____ The records

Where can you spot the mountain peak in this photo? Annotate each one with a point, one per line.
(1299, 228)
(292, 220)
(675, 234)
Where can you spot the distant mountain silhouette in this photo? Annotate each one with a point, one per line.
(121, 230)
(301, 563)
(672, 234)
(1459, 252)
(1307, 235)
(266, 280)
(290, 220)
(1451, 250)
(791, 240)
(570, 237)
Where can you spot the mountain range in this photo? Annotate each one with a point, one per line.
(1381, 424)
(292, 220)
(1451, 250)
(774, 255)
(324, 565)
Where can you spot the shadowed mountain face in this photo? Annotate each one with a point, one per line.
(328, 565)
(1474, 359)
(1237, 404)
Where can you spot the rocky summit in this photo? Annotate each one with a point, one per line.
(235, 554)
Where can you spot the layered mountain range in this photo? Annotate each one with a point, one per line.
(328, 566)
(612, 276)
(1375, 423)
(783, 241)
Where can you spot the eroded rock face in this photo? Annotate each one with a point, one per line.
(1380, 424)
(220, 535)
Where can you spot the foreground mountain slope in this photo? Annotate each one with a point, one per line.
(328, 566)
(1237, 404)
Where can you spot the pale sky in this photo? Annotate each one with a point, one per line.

________

◆ Task objective: Render the whole listing above as a numbered list, omitting any blank lines.

◆ Exercise solution:
1. Where can you spot the mountain peak in this photo? Annotate each one with a point, one per line.
2. (1299, 228)
3. (292, 220)
4. (675, 234)
5. Where can you spot the distant mountain silhouette in this photo? Annotate each one with a point, one per line.
6. (121, 230)
7. (301, 563)
8. (672, 234)
9. (1459, 252)
10. (1307, 235)
11. (266, 280)
12. (290, 220)
13. (1451, 250)
14. (791, 240)
15. (570, 237)
16. Where can you spot the mountain range in this photo? Annotate each one with a point, one per line.
17. (1381, 424)
18. (292, 220)
19. (1451, 250)
20. (774, 255)
21. (324, 565)
22. Where can you spot the shadowed mountain face in this photo? Annotate each one with a point, one per line.
23. (328, 565)
24. (1474, 359)
25. (1237, 404)
26. Where can you spot the rocky summit in this photo? Annotate each one with a point, one per line.
27. (235, 554)
28. Where can you spot the layered mountain range in this photo? Annotate each one with a point, one per line.
29. (328, 566)
30. (612, 276)
31. (1375, 423)
32. (783, 241)
33. Where can you spot the eroded rock face in this photo? Annotate each one with a point, one per line.
34. (1380, 424)
35. (220, 535)
36. Where can you spot the foreground mountain slope in this photo? Annotate each one with a point, one per line.
37. (328, 566)
38. (1237, 404)
39. Where can you spot the pale sky in this photo? Annotate each one with a point, one per line.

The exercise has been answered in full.